TEXT PASSAGE:
►

Future Preventative Measures

 

·        Scalable Data Processing Solution: A long-term solution is being planned to enhance the platform’s ability to handle larger data volumes, ensuring that such incidents do not occur in the future.

·        Improved Quota Monitoring and Management: Improved monitoring tools will be implemented to track quota usage and prevent limits from being exceeded.

·        Pre-Deployment Testing for Large Data Sets: Our teams are working to review and implement pre-deployment tests that simulate data volumes from the largest traffic generators.

Posted Sep 05, 2024 - 23:53 PDT

Resolved
We have identified that the issue was potentially caused by a code change deployed last week, which introduced an increased data volume across the system than expected. To address this, we have made adjustments to the deployment, which has resolved the immediate problem. We are also implementing further changes to optimize performance, with an update scheduled for tomorrow.

Currently, the import backlog is under control, and system usage is stable. Given these improvements, we are closing this incident. We will continue to work on long-term solutions to manage data volumes effectively and prevent similar issues in the future.

We will keep monitoring the system closely to ensure continued stability and performance.
Posted Sep 02, 2024 - 09:40 PDT
Update
We have observed significant improvements following the remedial actions taken by our teams. Our extended monitoring indicates that we are no longer hitting the limits after the fix was implemented. We will continue to investigate the root cause of the initial issue to prevent future occurrences and will provide further updates as we work towards a full resolution.
Posted Sep 02, 2024 - 05:34 PDT
Update
Our team has made significant progress in reducing the import backlog, which has now largely returned to normal levels. We are carefully managing system resources to ensure effective processing and are closely monitoring the situation to maintain stability.

Additionally, we are in discussions with our service provider to implement enhancements and upgrades to system capacity and are working to expedite this process. We continue to investigate the root cause of the initial issue to prevent any future occurrences and will provide further updates as we work toward a full resolution.
Posted Sep 01, 2024 - 08:25 PDT
Update
Our team has been collaborating closely with the service provider and has implemented enhancements that have resulted in positive outcomes. Additionally, we are working to implement a temporary increase in system capacity for the short term.

◄

Continue the incident status updates from the point where they stop.

DATA SHOWN:
►

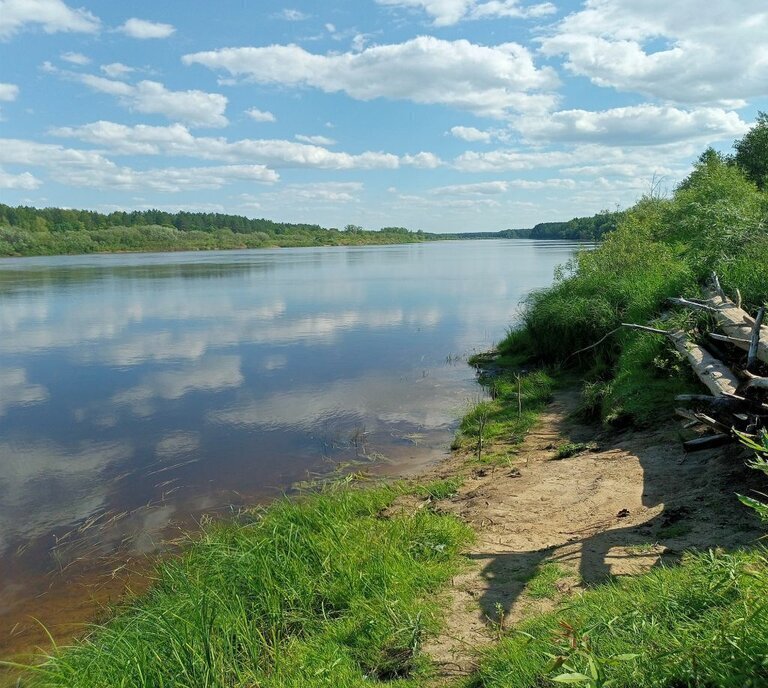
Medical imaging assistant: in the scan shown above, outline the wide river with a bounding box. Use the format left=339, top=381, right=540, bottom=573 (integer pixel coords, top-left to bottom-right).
left=0, top=240, right=575, bottom=648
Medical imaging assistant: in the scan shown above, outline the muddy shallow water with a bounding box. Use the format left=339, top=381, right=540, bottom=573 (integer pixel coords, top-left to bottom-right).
left=0, top=240, right=575, bottom=655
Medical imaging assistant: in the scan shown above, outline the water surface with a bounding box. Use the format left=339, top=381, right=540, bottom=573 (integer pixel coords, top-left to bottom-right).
left=0, top=240, right=574, bottom=636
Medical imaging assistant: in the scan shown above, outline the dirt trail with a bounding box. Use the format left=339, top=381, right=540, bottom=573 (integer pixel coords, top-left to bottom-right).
left=402, top=391, right=761, bottom=685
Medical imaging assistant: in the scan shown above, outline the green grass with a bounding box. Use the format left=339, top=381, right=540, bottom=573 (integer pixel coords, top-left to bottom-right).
left=453, top=370, right=555, bottom=459
left=16, top=486, right=471, bottom=688
left=500, top=151, right=768, bottom=427
left=466, top=550, right=768, bottom=688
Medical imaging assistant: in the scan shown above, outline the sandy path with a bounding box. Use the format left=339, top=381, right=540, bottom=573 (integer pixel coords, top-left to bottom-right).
left=402, top=391, right=761, bottom=685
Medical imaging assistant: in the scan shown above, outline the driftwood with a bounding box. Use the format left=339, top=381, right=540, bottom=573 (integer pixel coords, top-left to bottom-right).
left=683, top=433, right=733, bottom=453
left=669, top=275, right=768, bottom=369
left=622, top=275, right=768, bottom=452
left=623, top=323, right=741, bottom=395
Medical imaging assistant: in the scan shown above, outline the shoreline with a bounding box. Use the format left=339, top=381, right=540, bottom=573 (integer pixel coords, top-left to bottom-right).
left=0, top=370, right=762, bottom=686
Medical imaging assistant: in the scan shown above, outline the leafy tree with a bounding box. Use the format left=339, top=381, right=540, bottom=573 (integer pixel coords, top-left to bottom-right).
left=733, top=112, right=768, bottom=189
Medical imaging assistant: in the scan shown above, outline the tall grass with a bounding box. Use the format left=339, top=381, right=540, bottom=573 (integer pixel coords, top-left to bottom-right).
left=504, top=151, right=768, bottom=424
left=16, top=486, right=470, bottom=688
left=453, top=370, right=555, bottom=459
left=468, top=550, right=768, bottom=688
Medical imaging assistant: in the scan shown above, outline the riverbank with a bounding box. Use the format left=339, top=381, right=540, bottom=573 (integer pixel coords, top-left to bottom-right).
left=4, top=370, right=763, bottom=688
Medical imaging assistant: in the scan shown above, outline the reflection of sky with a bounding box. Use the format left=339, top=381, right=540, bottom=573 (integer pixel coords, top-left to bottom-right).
left=0, top=241, right=572, bottom=568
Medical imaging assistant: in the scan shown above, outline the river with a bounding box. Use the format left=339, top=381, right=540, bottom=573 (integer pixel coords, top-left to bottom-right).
left=0, top=240, right=575, bottom=654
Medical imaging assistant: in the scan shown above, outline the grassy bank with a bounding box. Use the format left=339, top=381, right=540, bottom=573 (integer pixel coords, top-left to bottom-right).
left=12, top=485, right=471, bottom=688
left=452, top=116, right=768, bottom=688
left=500, top=145, right=768, bottom=426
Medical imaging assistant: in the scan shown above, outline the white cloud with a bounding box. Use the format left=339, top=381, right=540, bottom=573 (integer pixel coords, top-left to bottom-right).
left=0, top=168, right=42, bottom=191
left=451, top=127, right=491, bottom=143
left=401, top=151, right=443, bottom=170
left=270, top=182, right=363, bottom=203
left=453, top=141, right=701, bottom=178
left=293, top=134, right=336, bottom=146
left=515, top=104, right=748, bottom=146
left=245, top=108, right=277, bottom=122
left=541, top=0, right=768, bottom=105
left=0, top=83, right=19, bottom=103
left=0, top=139, right=279, bottom=193
left=118, top=17, right=176, bottom=39
left=64, top=165, right=279, bottom=193
left=182, top=36, right=558, bottom=118
left=48, top=122, right=412, bottom=170
left=274, top=8, right=309, bottom=21
left=0, top=0, right=100, bottom=39
left=61, top=52, right=91, bottom=65
left=99, top=62, right=135, bottom=79
left=430, top=181, right=509, bottom=196
left=376, top=0, right=557, bottom=26
left=78, top=74, right=228, bottom=127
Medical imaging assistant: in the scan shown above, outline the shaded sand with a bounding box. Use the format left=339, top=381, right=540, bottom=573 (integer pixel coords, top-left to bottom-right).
left=402, top=390, right=764, bottom=685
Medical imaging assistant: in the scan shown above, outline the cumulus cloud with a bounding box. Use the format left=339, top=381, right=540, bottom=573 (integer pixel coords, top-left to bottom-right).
left=274, top=8, right=309, bottom=21
left=245, top=108, right=277, bottom=122
left=293, top=134, right=336, bottom=146
left=263, top=182, right=363, bottom=203
left=0, top=0, right=100, bottom=39
left=61, top=52, right=91, bottom=65
left=0, top=168, right=42, bottom=191
left=182, top=36, right=558, bottom=118
left=430, top=181, right=509, bottom=196
left=515, top=104, right=748, bottom=146
left=376, top=0, right=557, bottom=26
left=78, top=74, right=228, bottom=127
left=0, top=83, right=19, bottom=102
left=452, top=141, right=701, bottom=178
left=99, top=62, right=135, bottom=79
left=541, top=0, right=768, bottom=104
left=47, top=121, right=416, bottom=170
left=118, top=17, right=176, bottom=39
left=0, top=139, right=279, bottom=193
left=451, top=127, right=491, bottom=143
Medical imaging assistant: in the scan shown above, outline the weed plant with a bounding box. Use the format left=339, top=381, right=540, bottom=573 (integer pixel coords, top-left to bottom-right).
left=16, top=486, right=470, bottom=688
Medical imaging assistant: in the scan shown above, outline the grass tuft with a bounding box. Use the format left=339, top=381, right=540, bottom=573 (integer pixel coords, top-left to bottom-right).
left=16, top=486, right=471, bottom=688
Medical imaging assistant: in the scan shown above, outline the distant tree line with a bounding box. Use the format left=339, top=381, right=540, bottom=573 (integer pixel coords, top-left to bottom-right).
left=0, top=204, right=445, bottom=256
left=500, top=210, right=624, bottom=241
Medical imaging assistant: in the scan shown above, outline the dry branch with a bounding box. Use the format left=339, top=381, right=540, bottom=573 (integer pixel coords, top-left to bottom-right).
left=623, top=323, right=739, bottom=396
left=747, top=306, right=765, bottom=370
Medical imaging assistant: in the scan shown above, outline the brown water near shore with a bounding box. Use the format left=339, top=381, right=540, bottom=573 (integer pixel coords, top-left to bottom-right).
left=0, top=241, right=577, bottom=672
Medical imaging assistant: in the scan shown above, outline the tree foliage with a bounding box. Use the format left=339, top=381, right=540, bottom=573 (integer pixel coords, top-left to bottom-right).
left=733, top=112, right=768, bottom=189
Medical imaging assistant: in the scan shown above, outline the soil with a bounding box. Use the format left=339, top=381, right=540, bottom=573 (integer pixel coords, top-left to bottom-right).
left=0, top=388, right=764, bottom=687
left=402, top=390, right=764, bottom=686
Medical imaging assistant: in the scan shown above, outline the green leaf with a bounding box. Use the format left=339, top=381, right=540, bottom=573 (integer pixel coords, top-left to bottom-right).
left=552, top=674, right=592, bottom=683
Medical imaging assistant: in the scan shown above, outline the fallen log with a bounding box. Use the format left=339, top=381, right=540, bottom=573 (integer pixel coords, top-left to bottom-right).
left=747, top=306, right=765, bottom=370
left=683, top=434, right=733, bottom=453
left=669, top=274, right=768, bottom=363
left=675, top=394, right=768, bottom=416
left=622, top=323, right=740, bottom=396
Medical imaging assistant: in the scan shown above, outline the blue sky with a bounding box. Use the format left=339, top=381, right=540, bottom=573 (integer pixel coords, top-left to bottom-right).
left=0, top=0, right=768, bottom=232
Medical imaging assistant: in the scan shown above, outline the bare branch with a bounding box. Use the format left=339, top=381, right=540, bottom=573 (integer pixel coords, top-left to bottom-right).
left=747, top=306, right=765, bottom=370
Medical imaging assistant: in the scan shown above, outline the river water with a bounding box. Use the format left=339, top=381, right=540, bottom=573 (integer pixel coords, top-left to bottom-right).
left=0, top=240, right=575, bottom=647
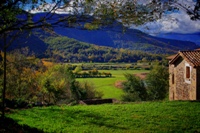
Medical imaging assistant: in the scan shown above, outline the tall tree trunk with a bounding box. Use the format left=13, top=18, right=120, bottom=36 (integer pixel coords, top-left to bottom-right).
left=1, top=33, right=7, bottom=119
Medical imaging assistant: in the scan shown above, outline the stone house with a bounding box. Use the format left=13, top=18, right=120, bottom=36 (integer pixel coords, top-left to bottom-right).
left=169, top=49, right=200, bottom=100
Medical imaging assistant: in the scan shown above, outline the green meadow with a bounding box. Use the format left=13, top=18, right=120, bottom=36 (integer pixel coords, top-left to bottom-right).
left=6, top=101, right=200, bottom=133
left=77, top=70, right=149, bottom=100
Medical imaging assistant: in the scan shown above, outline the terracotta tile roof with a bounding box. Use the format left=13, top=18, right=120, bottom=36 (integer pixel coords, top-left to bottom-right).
left=169, top=50, right=200, bottom=67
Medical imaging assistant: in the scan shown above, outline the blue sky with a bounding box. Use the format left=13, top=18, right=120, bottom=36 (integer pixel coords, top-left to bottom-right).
left=29, top=0, right=200, bottom=35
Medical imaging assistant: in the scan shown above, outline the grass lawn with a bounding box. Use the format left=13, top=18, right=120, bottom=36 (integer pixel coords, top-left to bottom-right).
left=77, top=70, right=149, bottom=100
left=6, top=101, right=200, bottom=133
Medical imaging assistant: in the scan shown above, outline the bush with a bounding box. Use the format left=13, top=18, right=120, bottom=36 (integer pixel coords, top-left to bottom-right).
left=122, top=74, right=147, bottom=101
left=146, top=64, right=169, bottom=100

◄

EXERCISE ANSWER:
Posted Aug 31, 2024 - 17:22 PDT
Identified
The technical team has identified that the delays were caused by exceeding certain system limits, which affected processing. To mitigate the impact, we have initiated manual processes to address the backlog, and most tasks are progressing well, although some have needed additional attention.

Auto-processing was temporarily paused during troubleshooting and will be re-enabled once the backlog is back to normal levels. We are closely monitoring the system to ensure everything runs smoothly when auto-processing resumes.

While there are signs of improvement and a steady reduction in the backlog, we are also monitoring the system limits carefully to avoid further delays. We have engaged our support provider to assist in resolving the issue and are exploring options to expedite the resolution.

We will provide further updates as we continue to work toward a resolution.
Posted Aug 31, 2024 - 10:20 PDT
Investigating
Incident Description:
We are currently investigating an issue affecting our Cloud Cost Optimization platform in the North America (NAM) region. As a result, some customers may experience delays in bill processing. While the user interface remains operational, it may display outdated data.

Priority: P2

Restoration activity:
Our technical teams are actively involved and are evaluating the situation. Additionally, we are exploring potential solutions to rectify the issue as quickly as possible.
Posted Aug 31, 2024 - 04:35 PDT
This incident affected: Flexera One - Cloud Management - North America (Cloud Cost Optimization - US).